#### [WHAT TO PRODUCE]
Can you reproduce the query compiler passage word for word, from "Query Execution (TypeScript)" up to and including "flow (if/else, return)"?

#### [GIVEN PASSAGE]
━━━━━━

The Query Compiler architecture consists of three main layers:
1

Query Graph Building

GraphQL-like queries are parsed and transformed into an internal query graph representation. This graph captures the logical structure of the query including relations, filters, and data dependencies.
2

Query Planning (Rust)

The query graph is translated into an optimized expression tree (query plan) by the query-compiler crate. This happens entirely in Rust and produces a serializable plan.
3

Query Execution (TypeScript)

The expression tree is interpreted and executed in Prisma Client using driver adapters. The interpreter has no knowledge of connection strings or database specifics.

Key Components

Query Graph

The query graph is an intermediate representation that captures:
  • Nodes: Queries, computations, control flow (if/else, return)
  • Edges: Data dependencies, execution order, conditional branches
  • Dependencies: Parent-child relationships and data flow
pub enum Node {
    Query(Query),
    Empty,
    Flow(Flow),
    Computation(Computation),
}

Expression Tree

The expression tree is the final output of compilation. It’s a serializable representation that can be executed by the TypeScript interpreter. 
#[derive(Debug, Serialize)]
#[serde(tag = "type", content = "args", rename_all = "camelCase")]
pub enum Expression {
    /// Database query that returns data
    Query(DbQuery),
    
    /// Database query that returns affected rows
    Execute(DbQuery),
    
    /// Sequence of statements
    Seq(Vec<Expression>),
    
    /// Lexical scope with bindings
    Let {
        bindings: Vec<Binding>,
        expr: Box<Expression>,
    },
    
    /// Application-level join
    Join {
        parent: Box<Expression>,
        children: Vec<JoinExpression>,
        can_assume_strict_equality: bool,
    },
    
    /// Conditional execution
    If {
        value: Box<Expression>,
        rule: DataRule,
        then: Box<Expression>,
        r#else: Box<Expression>,
    },
    
    // ... and more
}

Compilation Pipeline

The compilation process follows these stages:
1

Parse Query Document

Parse the incoming GraphQL-like query into a QueryDocument structure.

━━━━━━

#### [Stored data]

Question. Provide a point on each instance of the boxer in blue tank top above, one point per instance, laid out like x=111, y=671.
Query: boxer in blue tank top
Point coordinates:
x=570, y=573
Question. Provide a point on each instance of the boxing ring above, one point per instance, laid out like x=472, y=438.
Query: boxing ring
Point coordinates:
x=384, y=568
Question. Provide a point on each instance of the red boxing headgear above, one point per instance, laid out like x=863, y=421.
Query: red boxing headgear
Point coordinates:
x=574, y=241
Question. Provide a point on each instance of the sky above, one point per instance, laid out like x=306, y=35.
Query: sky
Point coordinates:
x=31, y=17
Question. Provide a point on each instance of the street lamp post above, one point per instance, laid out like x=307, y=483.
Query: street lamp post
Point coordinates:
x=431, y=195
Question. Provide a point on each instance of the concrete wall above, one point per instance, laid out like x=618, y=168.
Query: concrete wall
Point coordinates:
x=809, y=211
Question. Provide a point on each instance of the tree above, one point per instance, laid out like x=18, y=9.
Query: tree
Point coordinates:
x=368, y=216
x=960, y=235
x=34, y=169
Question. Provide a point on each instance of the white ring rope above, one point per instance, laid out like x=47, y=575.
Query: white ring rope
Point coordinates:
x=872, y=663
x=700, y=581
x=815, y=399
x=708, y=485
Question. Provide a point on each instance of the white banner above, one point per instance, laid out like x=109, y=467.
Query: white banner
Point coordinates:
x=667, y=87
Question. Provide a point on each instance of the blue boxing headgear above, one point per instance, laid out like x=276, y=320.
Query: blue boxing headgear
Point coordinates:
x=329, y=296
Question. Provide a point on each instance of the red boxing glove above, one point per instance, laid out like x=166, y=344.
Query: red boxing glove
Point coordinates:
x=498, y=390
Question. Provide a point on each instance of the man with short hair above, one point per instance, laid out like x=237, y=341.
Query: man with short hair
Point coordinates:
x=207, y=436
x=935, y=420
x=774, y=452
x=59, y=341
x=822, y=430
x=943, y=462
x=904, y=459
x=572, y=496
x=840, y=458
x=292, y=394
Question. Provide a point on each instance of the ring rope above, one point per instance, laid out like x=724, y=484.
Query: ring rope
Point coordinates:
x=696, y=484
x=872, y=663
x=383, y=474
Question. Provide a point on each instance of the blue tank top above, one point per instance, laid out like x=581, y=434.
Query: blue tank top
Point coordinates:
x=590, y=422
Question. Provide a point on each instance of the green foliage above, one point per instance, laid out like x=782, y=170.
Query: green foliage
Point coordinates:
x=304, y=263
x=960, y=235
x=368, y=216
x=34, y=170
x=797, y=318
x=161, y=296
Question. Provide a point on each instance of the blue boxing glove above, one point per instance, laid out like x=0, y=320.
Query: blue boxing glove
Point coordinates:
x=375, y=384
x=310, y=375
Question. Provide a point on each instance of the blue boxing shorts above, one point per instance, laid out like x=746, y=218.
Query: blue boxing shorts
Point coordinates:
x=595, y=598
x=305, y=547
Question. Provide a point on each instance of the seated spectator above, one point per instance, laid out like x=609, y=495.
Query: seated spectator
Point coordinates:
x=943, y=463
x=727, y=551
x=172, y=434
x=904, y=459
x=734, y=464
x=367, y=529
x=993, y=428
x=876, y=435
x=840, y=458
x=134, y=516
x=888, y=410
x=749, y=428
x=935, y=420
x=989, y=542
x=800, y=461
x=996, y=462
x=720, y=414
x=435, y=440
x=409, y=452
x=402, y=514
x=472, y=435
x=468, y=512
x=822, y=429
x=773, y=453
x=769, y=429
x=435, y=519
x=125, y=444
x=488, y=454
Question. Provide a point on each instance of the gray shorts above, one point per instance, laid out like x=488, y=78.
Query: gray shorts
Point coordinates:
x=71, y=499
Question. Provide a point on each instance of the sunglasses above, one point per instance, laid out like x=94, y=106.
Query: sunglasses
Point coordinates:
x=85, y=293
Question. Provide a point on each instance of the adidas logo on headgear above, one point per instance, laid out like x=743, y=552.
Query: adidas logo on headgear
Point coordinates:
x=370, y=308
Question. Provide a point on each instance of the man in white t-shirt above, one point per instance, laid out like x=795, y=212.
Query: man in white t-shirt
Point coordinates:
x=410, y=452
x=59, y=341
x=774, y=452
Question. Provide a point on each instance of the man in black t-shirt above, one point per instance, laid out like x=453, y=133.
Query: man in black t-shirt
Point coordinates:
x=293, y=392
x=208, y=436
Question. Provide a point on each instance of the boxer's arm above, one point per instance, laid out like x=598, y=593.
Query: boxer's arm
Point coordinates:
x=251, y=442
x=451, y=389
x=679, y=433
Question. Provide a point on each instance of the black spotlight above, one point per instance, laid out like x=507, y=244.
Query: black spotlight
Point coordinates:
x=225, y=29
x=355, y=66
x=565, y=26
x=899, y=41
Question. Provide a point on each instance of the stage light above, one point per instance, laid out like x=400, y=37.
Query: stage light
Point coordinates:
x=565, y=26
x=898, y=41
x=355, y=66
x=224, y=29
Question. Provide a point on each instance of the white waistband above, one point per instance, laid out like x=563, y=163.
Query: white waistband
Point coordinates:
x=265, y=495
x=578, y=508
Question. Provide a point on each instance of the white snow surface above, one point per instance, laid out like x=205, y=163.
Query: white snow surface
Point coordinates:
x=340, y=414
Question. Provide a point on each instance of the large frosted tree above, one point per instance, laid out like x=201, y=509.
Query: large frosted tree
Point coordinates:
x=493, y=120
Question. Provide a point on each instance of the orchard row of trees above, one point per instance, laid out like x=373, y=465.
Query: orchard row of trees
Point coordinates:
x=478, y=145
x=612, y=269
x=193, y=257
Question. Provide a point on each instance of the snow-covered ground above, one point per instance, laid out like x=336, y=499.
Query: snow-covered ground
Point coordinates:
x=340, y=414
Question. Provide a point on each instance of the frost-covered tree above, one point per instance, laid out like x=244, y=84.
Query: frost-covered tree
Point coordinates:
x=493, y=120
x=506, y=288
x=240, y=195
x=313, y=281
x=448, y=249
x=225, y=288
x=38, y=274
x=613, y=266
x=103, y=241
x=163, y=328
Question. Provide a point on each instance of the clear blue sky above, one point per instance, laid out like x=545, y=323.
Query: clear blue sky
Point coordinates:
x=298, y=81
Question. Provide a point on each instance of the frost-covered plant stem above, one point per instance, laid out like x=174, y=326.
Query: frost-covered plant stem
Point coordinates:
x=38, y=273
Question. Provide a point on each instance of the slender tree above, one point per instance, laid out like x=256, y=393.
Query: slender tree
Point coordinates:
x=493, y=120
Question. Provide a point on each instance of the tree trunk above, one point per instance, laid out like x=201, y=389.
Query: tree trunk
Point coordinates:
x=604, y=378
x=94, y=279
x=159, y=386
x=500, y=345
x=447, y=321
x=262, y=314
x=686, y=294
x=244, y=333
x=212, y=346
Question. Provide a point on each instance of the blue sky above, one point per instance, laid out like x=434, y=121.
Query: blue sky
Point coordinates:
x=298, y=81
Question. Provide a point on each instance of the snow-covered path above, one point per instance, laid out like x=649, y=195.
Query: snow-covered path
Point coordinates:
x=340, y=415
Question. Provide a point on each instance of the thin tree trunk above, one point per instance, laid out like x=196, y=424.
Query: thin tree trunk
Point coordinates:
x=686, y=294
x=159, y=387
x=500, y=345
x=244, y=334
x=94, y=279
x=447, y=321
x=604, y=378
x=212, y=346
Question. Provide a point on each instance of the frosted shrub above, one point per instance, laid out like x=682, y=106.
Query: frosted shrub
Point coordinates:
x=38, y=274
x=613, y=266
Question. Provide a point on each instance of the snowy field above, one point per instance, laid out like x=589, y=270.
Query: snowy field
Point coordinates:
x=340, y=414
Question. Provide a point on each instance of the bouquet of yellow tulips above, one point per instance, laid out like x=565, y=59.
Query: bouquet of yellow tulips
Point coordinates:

━━━━━━

#### [OUTPUT]
Query Execution (TypeScript)

The expression tree is interpreted and executed in Prisma Client using driver adapters. The interpreter has no knowledge of connection strings or database specifics.

Key Components

Query Graph

The query graph is an intermediate representation that captures:
  • Nodes: Queries, computations, control flow (if/else, return)